### WORKING DATA ###
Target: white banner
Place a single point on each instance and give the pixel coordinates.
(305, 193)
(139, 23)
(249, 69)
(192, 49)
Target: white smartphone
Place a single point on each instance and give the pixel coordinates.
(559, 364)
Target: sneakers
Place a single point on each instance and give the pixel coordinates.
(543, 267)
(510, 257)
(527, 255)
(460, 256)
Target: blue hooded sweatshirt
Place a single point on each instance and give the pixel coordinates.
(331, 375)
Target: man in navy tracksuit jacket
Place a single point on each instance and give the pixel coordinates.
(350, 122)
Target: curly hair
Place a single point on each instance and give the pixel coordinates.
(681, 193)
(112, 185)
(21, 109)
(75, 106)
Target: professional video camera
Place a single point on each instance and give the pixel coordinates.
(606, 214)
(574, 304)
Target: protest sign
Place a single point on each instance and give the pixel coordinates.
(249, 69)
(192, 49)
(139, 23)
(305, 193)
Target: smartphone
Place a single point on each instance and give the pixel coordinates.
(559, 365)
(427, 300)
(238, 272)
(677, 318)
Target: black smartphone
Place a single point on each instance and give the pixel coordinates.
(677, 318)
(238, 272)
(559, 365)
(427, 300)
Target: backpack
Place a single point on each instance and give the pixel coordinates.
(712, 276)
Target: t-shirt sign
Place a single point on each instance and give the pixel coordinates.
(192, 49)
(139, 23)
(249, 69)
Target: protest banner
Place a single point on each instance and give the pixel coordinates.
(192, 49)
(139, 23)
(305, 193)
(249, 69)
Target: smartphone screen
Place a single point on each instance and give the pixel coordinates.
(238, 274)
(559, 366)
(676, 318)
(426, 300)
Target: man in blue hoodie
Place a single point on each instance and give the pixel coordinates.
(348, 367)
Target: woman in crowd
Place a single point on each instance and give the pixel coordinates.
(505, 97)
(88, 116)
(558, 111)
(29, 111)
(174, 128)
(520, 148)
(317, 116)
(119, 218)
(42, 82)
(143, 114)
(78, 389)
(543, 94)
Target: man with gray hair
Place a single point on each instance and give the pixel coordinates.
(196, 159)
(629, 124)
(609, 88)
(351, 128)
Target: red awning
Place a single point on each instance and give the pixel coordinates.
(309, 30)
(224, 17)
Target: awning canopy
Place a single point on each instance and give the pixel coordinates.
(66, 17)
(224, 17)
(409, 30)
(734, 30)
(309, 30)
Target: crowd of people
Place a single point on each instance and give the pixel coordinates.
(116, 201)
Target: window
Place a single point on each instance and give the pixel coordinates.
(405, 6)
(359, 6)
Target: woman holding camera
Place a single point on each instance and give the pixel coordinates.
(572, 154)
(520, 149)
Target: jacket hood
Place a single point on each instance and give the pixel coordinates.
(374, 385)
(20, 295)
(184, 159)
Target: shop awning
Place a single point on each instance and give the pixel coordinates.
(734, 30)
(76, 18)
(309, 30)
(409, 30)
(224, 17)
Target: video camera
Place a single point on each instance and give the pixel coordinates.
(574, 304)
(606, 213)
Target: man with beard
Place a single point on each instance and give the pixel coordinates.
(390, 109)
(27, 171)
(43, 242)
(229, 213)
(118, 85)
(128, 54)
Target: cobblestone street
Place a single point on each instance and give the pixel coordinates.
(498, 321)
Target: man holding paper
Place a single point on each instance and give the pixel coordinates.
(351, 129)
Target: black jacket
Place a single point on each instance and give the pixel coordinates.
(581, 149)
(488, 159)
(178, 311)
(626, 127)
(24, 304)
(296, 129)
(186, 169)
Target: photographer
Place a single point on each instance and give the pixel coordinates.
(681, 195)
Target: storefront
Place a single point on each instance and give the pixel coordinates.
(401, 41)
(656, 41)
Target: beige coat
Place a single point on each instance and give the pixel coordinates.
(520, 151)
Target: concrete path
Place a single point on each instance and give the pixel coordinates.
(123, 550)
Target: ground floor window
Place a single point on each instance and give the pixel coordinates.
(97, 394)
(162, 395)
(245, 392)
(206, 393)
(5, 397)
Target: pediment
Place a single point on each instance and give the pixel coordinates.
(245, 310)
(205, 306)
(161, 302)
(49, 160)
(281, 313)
###
### REQUIREMENT
Every record must be output again with its wording unchanged.

### WRITTEN REPLY
Target: white banner
Place a single point on each instance and give the pixel coordinates.
(305, 193)
(139, 23)
(249, 69)
(192, 49)
Target: white smartphone
Place a single point on each instance and give the pixel coordinates.
(559, 364)
Target: sneakers
Place a single point on each instance and give the pixel coordinates.
(543, 267)
(510, 257)
(527, 255)
(460, 256)
Target: blue hooded sweatshirt
Place a single point on each instance and give the pixel coordinates.
(331, 375)
Target: man in navy tracksuit jacket
Place a single point on each instance and give the pixel coordinates.
(350, 122)
Target: curly hair
Place a single point on each instance and give the pixel coordinates.
(681, 193)
(112, 185)
(21, 109)
(75, 106)
Target: professional video camera
Place a single point on each instance and give the pixel coordinates.
(606, 214)
(574, 304)
Target: protest sign
Place a single point on each instance and give the pixel coordinates.
(249, 69)
(192, 49)
(139, 23)
(305, 193)
Target: smartphone
Place a single point on each instance and give the pixel coordinates.
(559, 365)
(427, 300)
(238, 272)
(677, 318)
Target: black smartphone
Place a single point on each instance and give the pixel coordinates.
(677, 318)
(238, 272)
(559, 365)
(427, 300)
Target: backpack
Place a single point on each instance and give the pixel coordinates.
(712, 276)
Target: t-shirt sign
Place a single point on each instance and give the pixel coordinates.
(192, 49)
(139, 23)
(249, 69)
Target: protest banner
Place a single point on each instance and give the pixel coordinates.
(192, 49)
(139, 23)
(305, 193)
(249, 69)
Target: smartphone screen
Place a single point on each instance and give the pixel coordinates.
(238, 274)
(559, 366)
(676, 318)
(426, 300)
Target: man in blue hoodie
Place a single point on each instance and give the pixel coordinates.
(348, 367)
Target: woman in crowd
Place a single point on each instance and give the pixel coordinates.
(505, 97)
(88, 116)
(558, 111)
(29, 111)
(174, 128)
(520, 148)
(317, 116)
(119, 218)
(42, 82)
(143, 114)
(78, 389)
(543, 94)
Target: man with gray hair
Place a single point on each instance and give the pixel coordinates.
(196, 159)
(629, 124)
(609, 88)
(351, 128)
Target: red awning
Place a single point on each instance and give the pixel coordinates.
(309, 30)
(224, 17)
Target: awning canopy
Place a single point on each instance and give the pixel coordinates.
(66, 17)
(224, 17)
(409, 30)
(734, 30)
(309, 30)
Target: crowd of people
Place a single point on each instance and give the pixel coordinates.
(116, 201)
Target: window
Place a single point on each instance and give the pixel coordinates.
(405, 6)
(359, 6)
Target: woman holding camera
Place a single point on each instance and give the pixel coordinates.
(572, 154)
(520, 149)
Target: jacket hood
Place a single point on each instance and give the pixel coordinates.
(374, 385)
(20, 295)
(184, 159)
Target: shop awning
Place a single point on each instance and give the pixel coordinates.
(734, 30)
(76, 18)
(309, 30)
(409, 30)
(224, 17)
Target: video camera
Place a single point on each instance and give the pixel coordinates.
(574, 304)
(606, 213)
Target: man with beard
Place a single point on each instance and give the pixel coordinates.
(390, 109)
(27, 171)
(43, 242)
(229, 213)
(118, 85)
(128, 54)
Target: cobblestone street
Place a single point on each instance and give the pixel coordinates.
(498, 321)
Target: man holding paper
Place a single point on each instance and give the pixel coordinates.
(351, 129)
Target: black jacket
Place a single point on each instance and give the pixel coordinates.
(581, 149)
(488, 159)
(178, 311)
(626, 127)
(24, 304)
(296, 129)
(186, 169)
Target: photographer
Place a single point on each instance and give the pixel coordinates.
(681, 195)
Target: storefront
Place a single point on each instance and give the pixel coordinates.
(401, 41)
(656, 41)
Target: beige coat
Place a single point on each instance and give the pixel coordinates.
(520, 151)
Target: concrete path
Place a single point on each instance and give the pixel coordinates.
(123, 550)
Target: ground floor window
Place a single point on each instance and give the pixel coordinates.
(97, 394)
(162, 395)
(245, 392)
(206, 393)
(5, 397)
Target: pediment
Place a single point on each instance and give the pixel coordinates.
(245, 310)
(205, 306)
(161, 302)
(49, 160)
(281, 313)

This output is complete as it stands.